*WORK TO BE COMPLETED*. Lines from the one with "Query: white-framed window" up to and including the one with "Query: foliage" are to be copied exactly from the records below, without their pictures.

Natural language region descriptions
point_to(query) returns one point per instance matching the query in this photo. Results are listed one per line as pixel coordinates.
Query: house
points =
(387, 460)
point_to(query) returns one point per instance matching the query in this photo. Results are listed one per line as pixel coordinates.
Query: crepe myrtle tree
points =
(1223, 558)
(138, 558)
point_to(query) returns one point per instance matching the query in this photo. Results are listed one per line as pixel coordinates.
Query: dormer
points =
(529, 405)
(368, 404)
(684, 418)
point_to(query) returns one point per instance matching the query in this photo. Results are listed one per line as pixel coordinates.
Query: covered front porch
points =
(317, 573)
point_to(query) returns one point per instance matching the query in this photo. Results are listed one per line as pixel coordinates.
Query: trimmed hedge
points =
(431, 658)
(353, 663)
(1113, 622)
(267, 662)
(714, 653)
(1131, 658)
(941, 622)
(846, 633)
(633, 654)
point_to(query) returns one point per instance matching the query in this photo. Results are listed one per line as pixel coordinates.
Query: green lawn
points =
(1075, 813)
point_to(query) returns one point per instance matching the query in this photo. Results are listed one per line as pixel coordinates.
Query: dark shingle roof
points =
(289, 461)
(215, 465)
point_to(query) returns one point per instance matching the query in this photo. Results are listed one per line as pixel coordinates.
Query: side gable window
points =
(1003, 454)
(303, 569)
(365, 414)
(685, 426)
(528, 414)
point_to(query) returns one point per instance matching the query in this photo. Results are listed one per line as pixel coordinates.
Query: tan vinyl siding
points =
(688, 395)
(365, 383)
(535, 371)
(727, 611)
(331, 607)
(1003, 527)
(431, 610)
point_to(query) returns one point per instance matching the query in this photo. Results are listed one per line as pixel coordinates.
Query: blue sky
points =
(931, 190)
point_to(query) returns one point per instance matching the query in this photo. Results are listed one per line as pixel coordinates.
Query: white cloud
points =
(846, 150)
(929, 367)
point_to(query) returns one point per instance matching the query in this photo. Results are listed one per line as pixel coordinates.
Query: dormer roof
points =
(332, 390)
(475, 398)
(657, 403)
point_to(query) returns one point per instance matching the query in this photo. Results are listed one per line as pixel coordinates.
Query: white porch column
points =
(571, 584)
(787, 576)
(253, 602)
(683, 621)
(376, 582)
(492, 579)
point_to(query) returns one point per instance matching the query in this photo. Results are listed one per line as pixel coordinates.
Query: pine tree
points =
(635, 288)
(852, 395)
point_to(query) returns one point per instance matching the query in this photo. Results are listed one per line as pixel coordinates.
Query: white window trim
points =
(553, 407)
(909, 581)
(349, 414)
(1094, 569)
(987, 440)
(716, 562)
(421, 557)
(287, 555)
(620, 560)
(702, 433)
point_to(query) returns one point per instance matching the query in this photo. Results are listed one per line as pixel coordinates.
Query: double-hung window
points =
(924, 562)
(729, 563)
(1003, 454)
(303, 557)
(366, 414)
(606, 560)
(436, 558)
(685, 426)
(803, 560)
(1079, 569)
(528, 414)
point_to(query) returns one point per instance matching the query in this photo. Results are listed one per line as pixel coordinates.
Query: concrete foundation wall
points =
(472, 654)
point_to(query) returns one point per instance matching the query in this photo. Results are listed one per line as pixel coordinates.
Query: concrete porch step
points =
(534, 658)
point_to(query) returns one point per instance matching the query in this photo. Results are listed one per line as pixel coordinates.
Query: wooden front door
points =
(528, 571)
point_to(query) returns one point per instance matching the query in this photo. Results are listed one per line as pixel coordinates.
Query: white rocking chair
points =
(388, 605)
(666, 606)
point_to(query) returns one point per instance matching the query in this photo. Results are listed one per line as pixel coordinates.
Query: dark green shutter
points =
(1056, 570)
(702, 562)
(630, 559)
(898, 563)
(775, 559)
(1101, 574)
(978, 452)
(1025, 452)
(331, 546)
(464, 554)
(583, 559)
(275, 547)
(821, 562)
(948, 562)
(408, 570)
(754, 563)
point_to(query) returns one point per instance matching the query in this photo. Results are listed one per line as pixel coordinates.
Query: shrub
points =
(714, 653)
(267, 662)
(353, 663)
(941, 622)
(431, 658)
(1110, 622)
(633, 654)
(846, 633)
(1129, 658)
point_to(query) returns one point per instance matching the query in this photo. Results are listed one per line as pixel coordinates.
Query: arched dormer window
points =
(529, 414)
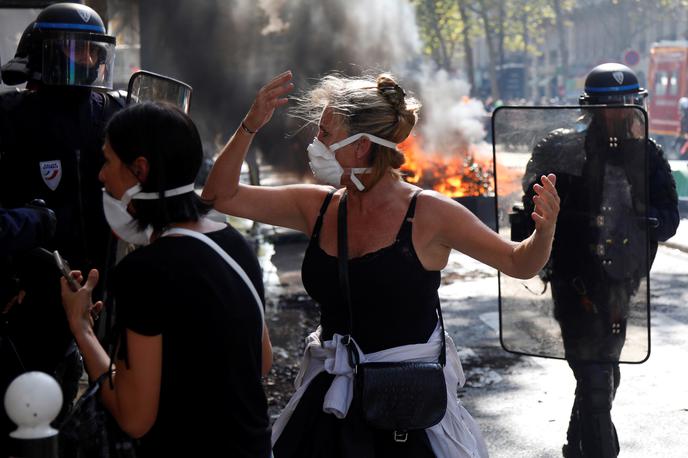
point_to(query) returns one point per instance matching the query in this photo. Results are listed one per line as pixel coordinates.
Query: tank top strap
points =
(407, 224)
(323, 208)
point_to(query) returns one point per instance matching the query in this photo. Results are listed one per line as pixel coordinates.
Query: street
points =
(522, 404)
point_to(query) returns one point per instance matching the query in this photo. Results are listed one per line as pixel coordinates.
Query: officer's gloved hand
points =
(48, 219)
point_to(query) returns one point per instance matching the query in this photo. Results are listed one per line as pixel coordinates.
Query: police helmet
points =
(612, 84)
(683, 103)
(76, 50)
(26, 64)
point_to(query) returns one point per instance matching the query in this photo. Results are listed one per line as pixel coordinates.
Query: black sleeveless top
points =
(393, 297)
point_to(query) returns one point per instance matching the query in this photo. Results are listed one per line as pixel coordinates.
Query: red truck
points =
(667, 82)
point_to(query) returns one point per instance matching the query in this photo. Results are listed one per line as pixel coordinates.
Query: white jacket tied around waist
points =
(455, 436)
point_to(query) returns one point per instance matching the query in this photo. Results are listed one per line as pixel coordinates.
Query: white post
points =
(32, 401)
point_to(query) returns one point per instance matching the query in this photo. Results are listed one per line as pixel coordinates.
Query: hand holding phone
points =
(65, 269)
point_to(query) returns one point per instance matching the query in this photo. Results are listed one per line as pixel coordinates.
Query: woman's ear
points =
(141, 168)
(362, 147)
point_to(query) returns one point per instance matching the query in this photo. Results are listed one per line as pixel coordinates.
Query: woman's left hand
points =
(79, 307)
(269, 97)
(546, 200)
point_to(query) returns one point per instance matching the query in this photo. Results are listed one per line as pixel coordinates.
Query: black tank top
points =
(393, 297)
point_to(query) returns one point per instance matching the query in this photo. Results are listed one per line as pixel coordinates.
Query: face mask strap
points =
(353, 138)
(354, 179)
(169, 193)
(129, 194)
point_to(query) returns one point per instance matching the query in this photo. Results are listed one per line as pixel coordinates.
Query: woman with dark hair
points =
(192, 340)
(399, 238)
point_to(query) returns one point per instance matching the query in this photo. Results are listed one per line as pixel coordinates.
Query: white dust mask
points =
(123, 223)
(325, 166)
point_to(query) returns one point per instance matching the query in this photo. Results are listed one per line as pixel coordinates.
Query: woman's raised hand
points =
(269, 97)
(81, 311)
(546, 200)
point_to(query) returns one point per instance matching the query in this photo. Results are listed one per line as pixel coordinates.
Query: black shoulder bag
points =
(394, 396)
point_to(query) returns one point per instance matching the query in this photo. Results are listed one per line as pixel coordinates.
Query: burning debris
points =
(458, 175)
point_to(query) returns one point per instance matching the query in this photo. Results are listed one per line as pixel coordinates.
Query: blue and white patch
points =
(618, 76)
(51, 172)
(85, 14)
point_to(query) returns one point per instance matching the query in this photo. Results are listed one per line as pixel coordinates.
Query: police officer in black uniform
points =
(51, 135)
(599, 252)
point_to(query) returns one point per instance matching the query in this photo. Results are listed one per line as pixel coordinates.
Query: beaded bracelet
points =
(246, 129)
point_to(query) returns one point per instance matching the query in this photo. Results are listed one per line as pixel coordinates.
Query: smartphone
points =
(65, 269)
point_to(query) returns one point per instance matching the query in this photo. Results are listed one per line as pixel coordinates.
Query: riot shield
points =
(591, 301)
(147, 86)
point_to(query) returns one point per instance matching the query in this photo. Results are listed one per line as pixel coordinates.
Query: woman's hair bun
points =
(391, 91)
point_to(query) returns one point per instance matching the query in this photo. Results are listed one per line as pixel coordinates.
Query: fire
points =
(454, 176)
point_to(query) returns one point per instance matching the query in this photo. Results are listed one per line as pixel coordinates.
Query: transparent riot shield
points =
(147, 86)
(591, 301)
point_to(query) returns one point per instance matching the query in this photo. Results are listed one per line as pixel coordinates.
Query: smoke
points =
(227, 49)
(451, 120)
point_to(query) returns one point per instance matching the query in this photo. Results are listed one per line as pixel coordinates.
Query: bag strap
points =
(228, 259)
(343, 261)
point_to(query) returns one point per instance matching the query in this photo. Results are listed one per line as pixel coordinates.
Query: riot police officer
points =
(599, 253)
(51, 135)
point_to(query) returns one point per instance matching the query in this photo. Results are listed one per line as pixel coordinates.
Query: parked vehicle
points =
(667, 84)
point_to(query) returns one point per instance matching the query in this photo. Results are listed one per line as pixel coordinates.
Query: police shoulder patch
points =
(51, 172)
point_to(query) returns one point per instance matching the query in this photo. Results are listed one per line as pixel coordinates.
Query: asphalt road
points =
(521, 403)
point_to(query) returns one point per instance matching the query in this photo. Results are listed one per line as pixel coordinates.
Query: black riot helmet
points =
(26, 64)
(76, 50)
(612, 84)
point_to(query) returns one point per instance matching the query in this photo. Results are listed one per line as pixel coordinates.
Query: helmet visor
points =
(636, 98)
(79, 59)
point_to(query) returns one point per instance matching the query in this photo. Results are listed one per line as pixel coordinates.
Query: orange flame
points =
(454, 176)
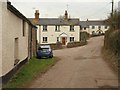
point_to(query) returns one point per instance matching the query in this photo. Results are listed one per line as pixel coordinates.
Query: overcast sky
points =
(83, 9)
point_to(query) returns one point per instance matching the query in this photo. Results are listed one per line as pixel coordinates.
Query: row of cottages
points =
(17, 40)
(52, 30)
(64, 30)
(94, 27)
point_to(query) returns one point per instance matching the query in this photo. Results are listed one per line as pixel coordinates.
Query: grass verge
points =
(35, 67)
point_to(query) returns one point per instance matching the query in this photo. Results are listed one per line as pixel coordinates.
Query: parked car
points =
(45, 51)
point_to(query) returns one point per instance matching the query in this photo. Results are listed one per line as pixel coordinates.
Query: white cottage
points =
(94, 26)
(51, 30)
(15, 39)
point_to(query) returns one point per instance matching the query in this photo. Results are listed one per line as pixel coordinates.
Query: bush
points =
(112, 41)
(112, 47)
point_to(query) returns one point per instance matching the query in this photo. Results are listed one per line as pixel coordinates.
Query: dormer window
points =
(71, 28)
(57, 28)
(45, 28)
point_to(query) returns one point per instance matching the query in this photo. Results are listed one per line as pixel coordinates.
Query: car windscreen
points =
(44, 49)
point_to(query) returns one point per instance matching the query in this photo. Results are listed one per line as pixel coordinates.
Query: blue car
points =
(44, 51)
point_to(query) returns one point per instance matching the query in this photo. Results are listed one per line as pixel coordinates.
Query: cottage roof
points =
(57, 21)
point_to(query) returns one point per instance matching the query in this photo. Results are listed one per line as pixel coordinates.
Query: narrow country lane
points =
(80, 67)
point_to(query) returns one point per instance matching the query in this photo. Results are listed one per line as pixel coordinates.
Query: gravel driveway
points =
(80, 67)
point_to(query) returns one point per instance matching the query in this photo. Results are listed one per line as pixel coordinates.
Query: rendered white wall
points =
(52, 34)
(12, 28)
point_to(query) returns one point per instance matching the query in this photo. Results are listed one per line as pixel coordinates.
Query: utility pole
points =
(112, 7)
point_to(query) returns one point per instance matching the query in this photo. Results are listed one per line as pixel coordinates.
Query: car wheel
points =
(51, 56)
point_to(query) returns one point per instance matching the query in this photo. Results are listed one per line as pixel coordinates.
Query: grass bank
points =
(35, 67)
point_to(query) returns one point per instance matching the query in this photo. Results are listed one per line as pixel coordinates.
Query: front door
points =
(63, 40)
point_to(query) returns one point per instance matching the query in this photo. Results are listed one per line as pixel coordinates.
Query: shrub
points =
(76, 44)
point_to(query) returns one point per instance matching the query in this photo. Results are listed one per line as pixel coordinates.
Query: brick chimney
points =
(66, 15)
(36, 16)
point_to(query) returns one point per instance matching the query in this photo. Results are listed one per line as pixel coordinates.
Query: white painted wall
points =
(12, 28)
(96, 29)
(90, 30)
(52, 35)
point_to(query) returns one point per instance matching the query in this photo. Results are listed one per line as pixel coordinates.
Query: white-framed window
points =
(106, 27)
(71, 28)
(84, 28)
(71, 39)
(45, 39)
(93, 27)
(57, 39)
(57, 28)
(99, 27)
(44, 27)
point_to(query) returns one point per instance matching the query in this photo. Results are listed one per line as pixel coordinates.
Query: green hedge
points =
(76, 44)
(112, 41)
(112, 48)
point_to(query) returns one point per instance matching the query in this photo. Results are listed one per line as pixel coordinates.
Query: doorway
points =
(63, 41)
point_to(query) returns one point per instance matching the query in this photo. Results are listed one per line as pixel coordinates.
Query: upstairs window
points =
(71, 39)
(45, 28)
(93, 27)
(71, 28)
(57, 28)
(105, 27)
(45, 39)
(84, 28)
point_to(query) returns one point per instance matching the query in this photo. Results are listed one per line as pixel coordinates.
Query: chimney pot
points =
(36, 16)
(66, 15)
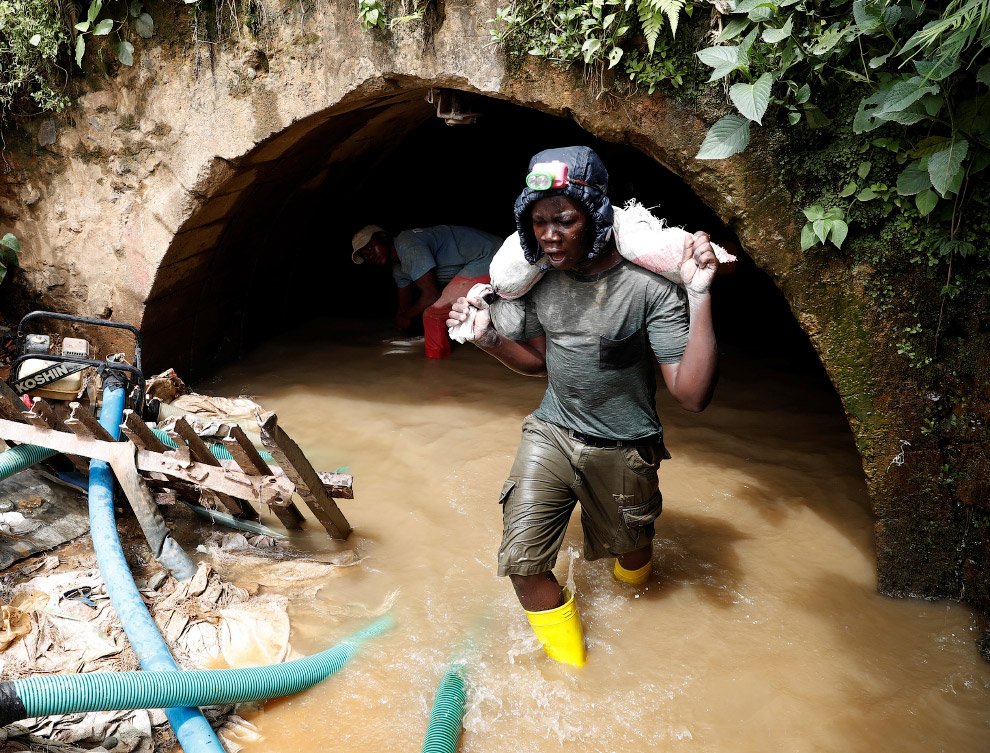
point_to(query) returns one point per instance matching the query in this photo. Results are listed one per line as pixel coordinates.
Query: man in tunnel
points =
(589, 324)
(432, 267)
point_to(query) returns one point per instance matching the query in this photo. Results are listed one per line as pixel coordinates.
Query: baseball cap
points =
(360, 240)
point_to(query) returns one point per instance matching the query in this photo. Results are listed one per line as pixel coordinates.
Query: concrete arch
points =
(129, 207)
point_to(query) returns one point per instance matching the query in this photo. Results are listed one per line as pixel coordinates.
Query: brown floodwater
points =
(761, 629)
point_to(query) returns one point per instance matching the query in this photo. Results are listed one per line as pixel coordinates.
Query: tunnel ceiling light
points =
(450, 106)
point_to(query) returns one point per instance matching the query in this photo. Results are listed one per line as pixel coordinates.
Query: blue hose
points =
(216, 449)
(107, 691)
(444, 730)
(22, 457)
(191, 727)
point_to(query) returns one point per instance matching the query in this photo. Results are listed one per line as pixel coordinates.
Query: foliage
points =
(38, 38)
(144, 25)
(371, 14)
(9, 249)
(919, 69)
(32, 37)
(599, 34)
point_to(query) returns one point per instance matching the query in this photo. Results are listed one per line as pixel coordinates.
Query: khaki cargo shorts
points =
(616, 486)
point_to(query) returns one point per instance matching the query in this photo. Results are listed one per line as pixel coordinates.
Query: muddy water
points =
(761, 629)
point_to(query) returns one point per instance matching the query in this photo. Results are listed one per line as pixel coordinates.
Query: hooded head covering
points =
(587, 183)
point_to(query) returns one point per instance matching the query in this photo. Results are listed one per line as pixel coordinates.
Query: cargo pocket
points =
(637, 523)
(644, 459)
(621, 354)
(507, 488)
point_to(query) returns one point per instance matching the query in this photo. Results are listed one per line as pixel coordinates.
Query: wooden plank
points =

*TASK RESPONSE*.
Query: white-framed window
points =
(106, 27)
(71, 28)
(84, 28)
(71, 39)
(45, 39)
(93, 27)
(57, 39)
(57, 28)
(99, 27)
(44, 27)
point_to(query) returns one point per instance matching the query in this photo. Results are listed one per line as pixel coordinates.
Query: green hedge
points =
(76, 44)
(112, 41)
(112, 48)
point_to(query) returns one point per instance matching the query in this photo. Results are listed one per line as pixel coordinates.
Query: doorway
points =
(63, 41)
point_to(query) returns one point per instance matching the query in this photo. Results are listed one per line as pixel coordinates.
Query: upstairs window
points =
(71, 39)
(45, 28)
(93, 27)
(71, 28)
(57, 28)
(105, 27)
(45, 39)
(84, 28)
point_to(query) returns one point per instance matching the query in this photo. Results are listed one per line as pixel coordinates.
Query: chimney pot
points =
(36, 16)
(66, 15)
point_to(query) returns one point per instance matching the query in this photo. Results are listed one per line as pixel coordinates.
Query: man in tunnel
points =
(589, 324)
(432, 267)
point_to(query) returns one point per instance matching the query in this photo. Results are listed one per line as pixel coordinates.
Query: baseball cap
points =
(360, 240)
point_to(query) returns one point per instance matching the query in this photo. Results are listed one per line as pixel coordinates.
Query: concrete arch
points =
(129, 207)
point_to(query) returns one point per instance matching the query in this photo. Results are listed one per line as pixel coordinates.
Query: brown floodwater
points =
(761, 629)
point_to(query) returns one point per instance matching the query in this photo. Results are listed one per line as pixel coordinates.
Query: tunnel ceiling light
points =
(450, 106)
point_to(query) returns one point per instance matching the query in this photo. Results are listed one per line as pixel coordinates.
Query: blue hose
points =
(216, 449)
(107, 691)
(444, 730)
(22, 457)
(191, 727)
point_to(query) returns one point per instance matching the query in this photo. Results are listed one per line as pixel coordinates.
Query: foliage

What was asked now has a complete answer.